_Given data_
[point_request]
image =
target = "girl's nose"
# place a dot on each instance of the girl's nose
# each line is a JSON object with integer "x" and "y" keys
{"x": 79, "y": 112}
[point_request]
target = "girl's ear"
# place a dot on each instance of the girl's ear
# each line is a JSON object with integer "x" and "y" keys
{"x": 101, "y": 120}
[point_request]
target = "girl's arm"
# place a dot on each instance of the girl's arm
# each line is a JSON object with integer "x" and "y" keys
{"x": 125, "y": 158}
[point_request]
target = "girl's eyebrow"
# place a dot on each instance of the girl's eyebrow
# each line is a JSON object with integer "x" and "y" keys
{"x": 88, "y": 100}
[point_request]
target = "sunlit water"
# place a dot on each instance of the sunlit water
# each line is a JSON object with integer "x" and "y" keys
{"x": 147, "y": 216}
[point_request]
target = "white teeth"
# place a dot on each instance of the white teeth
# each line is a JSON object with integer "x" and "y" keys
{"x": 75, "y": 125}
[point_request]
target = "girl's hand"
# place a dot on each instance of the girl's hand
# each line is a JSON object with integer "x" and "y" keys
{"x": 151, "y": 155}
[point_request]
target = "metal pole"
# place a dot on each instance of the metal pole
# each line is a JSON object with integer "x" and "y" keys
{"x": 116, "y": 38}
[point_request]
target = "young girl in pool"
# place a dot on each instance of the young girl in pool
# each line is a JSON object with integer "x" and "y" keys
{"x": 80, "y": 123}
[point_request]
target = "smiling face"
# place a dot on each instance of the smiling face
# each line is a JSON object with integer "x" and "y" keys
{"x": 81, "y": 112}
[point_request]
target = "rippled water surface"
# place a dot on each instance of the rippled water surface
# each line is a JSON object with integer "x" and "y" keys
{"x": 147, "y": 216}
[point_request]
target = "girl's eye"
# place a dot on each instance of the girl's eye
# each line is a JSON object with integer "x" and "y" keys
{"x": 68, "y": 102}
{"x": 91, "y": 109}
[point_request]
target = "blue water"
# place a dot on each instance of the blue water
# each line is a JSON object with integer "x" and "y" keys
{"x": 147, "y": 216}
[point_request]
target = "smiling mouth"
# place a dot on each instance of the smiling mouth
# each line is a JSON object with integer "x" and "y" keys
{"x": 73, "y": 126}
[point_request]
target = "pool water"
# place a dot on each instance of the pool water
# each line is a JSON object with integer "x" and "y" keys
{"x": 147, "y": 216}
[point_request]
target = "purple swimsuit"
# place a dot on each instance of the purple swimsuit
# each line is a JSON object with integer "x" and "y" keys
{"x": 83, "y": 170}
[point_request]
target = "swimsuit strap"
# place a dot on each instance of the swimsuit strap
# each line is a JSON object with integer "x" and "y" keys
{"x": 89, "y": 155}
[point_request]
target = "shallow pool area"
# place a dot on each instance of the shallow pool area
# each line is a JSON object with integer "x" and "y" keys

_What you should do_
Retype the listing. Match it exactly.

_Finished exercise_
[point_request]
image =
target = "girl's nose"
# place a dot on each instance of the girl's nose
# each line is a JSON object with integer "x" and "y" keys
{"x": 79, "y": 112}
[point_request]
target = "girl's ear"
# place a dot on each instance of the girl's ear
# each line is a JSON object with integer "x" and "y" keys
{"x": 101, "y": 120}
[point_request]
target = "girl's arm"
# place a dot on each instance of the girl's arm
# each line is a JSON object with integer "x" and "y" keys
{"x": 125, "y": 158}
[point_request]
target = "girl's eyebrow"
# place a dot on each instance of the girl's eyebrow
# each line is a JSON object with integer "x" and "y" keys
{"x": 88, "y": 100}
[point_request]
target = "sunlit water"
# place a dot on each instance of the sunlit water
# each line is a JSON object with integer "x" and "y" keys
{"x": 147, "y": 216}
[point_request]
target = "white teeth"
# place a dot on each instance of the white teeth
# each line is a JSON object with integer "x" and "y" keys
{"x": 75, "y": 125}
[point_request]
target = "girl's hand"
# place a dot on each instance of the girl's hand
# each line is a JSON object with integer "x" and "y" keys
{"x": 151, "y": 155}
[point_request]
target = "metal pole"
# place a dot on each instance of the metal pole
# each line is a JSON object with integer "x" and "y" keys
{"x": 116, "y": 38}
[point_request]
target = "young girl in pool"
# place a dot on each instance of the young girl in pool
# each line is a JSON object with integer "x" and "y" keys
{"x": 80, "y": 123}
[point_request]
target = "smiling face"
# place a dot on each instance of the smiling face
# each line is a JSON object with integer "x" and "y" keys
{"x": 81, "y": 112}
[point_request]
target = "rippled water surface"
# place a dot on each instance of the rippled water surface
# each line is a JSON object with integer "x" and "y" keys
{"x": 147, "y": 216}
[point_request]
target = "girl's eye"
# place a dot on each instance of the girl's eye
# each line is a JSON object with integer "x" and "y" keys
{"x": 68, "y": 102}
{"x": 91, "y": 109}
[point_request]
target = "blue water"
# place a dot on each instance of the blue water
# each line is a JSON object with integer "x" and "y" keys
{"x": 147, "y": 216}
[point_request]
target = "smiling mouth"
# place a dot on each instance of the smiling mouth
# each line is a JSON object with integer "x" and "y" keys
{"x": 73, "y": 126}
[point_request]
target = "pool water"
# place a dot on each instance of the pool water
# each line is a JSON object with integer "x" and "y" keys
{"x": 147, "y": 216}
[point_request]
target = "purple swimsuit"
# place a dot on each instance of the purple swimsuit
# each line is a JSON object with integer "x" and "y" keys
{"x": 83, "y": 170}
[point_request]
target = "swimsuit strap"
# place a dot on each instance of the swimsuit strap
# each line is a JSON object with integer "x" and "y" keys
{"x": 89, "y": 155}
[point_request]
target = "shallow pool area"
# place a dot on each instance of the shallow pool area
# each line is a JSON object with integer "x" and "y" keys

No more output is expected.